▸ RECORDS PROVIDED:
%%
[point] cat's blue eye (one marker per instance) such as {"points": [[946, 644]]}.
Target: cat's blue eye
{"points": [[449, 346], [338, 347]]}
%%
%%
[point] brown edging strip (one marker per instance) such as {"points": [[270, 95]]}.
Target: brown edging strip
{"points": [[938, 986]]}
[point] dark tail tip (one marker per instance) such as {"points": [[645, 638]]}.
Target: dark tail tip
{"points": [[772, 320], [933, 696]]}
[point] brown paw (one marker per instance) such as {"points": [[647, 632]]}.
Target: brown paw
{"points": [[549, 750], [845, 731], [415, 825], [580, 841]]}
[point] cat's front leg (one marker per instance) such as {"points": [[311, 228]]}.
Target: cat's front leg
%%
%%
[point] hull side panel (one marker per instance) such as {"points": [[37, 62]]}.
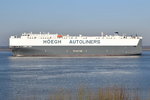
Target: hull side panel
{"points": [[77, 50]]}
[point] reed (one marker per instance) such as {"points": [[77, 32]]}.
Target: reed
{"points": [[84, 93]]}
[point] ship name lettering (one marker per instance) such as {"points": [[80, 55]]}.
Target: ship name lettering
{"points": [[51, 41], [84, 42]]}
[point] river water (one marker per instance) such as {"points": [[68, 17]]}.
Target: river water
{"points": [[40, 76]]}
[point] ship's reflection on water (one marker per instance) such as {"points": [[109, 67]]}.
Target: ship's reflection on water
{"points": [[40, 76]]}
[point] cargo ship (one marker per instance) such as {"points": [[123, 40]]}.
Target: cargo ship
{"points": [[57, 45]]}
%%
Pull every line containing "such" out of the material and copy it.

▸ PROBLEM SOLUTION:
[point] cat's blue eye (one marker per instance) such as {"points": [[946, 644]]}.
[point] brown edging strip (one marker per instance) such as {"points": [[270, 95]]}.
[point] dark tail tip (one marker per instance) such as {"points": [[645, 638]]}.
[point] brown paw (one marker per instance) such as {"points": [[647, 632]]}.
[point] cat's front leg (one marker per instance) such as {"points": [[311, 228]]}.
[point] hull side panel (one marker per instance) such as {"points": [[37, 62]]}.
[point] reed (one marker per instance) such as {"points": [[77, 32]]}.
[point] ship name lettering (one marker per instance) such as {"points": [[80, 55]]}.
[point] river water (one marker per instance) such as {"points": [[68, 17]]}.
[point] ship's reflection on water (one marker per instance) such as {"points": [[109, 67]]}.
[point] cargo ship (one marker per instance) such as {"points": [[123, 40]]}.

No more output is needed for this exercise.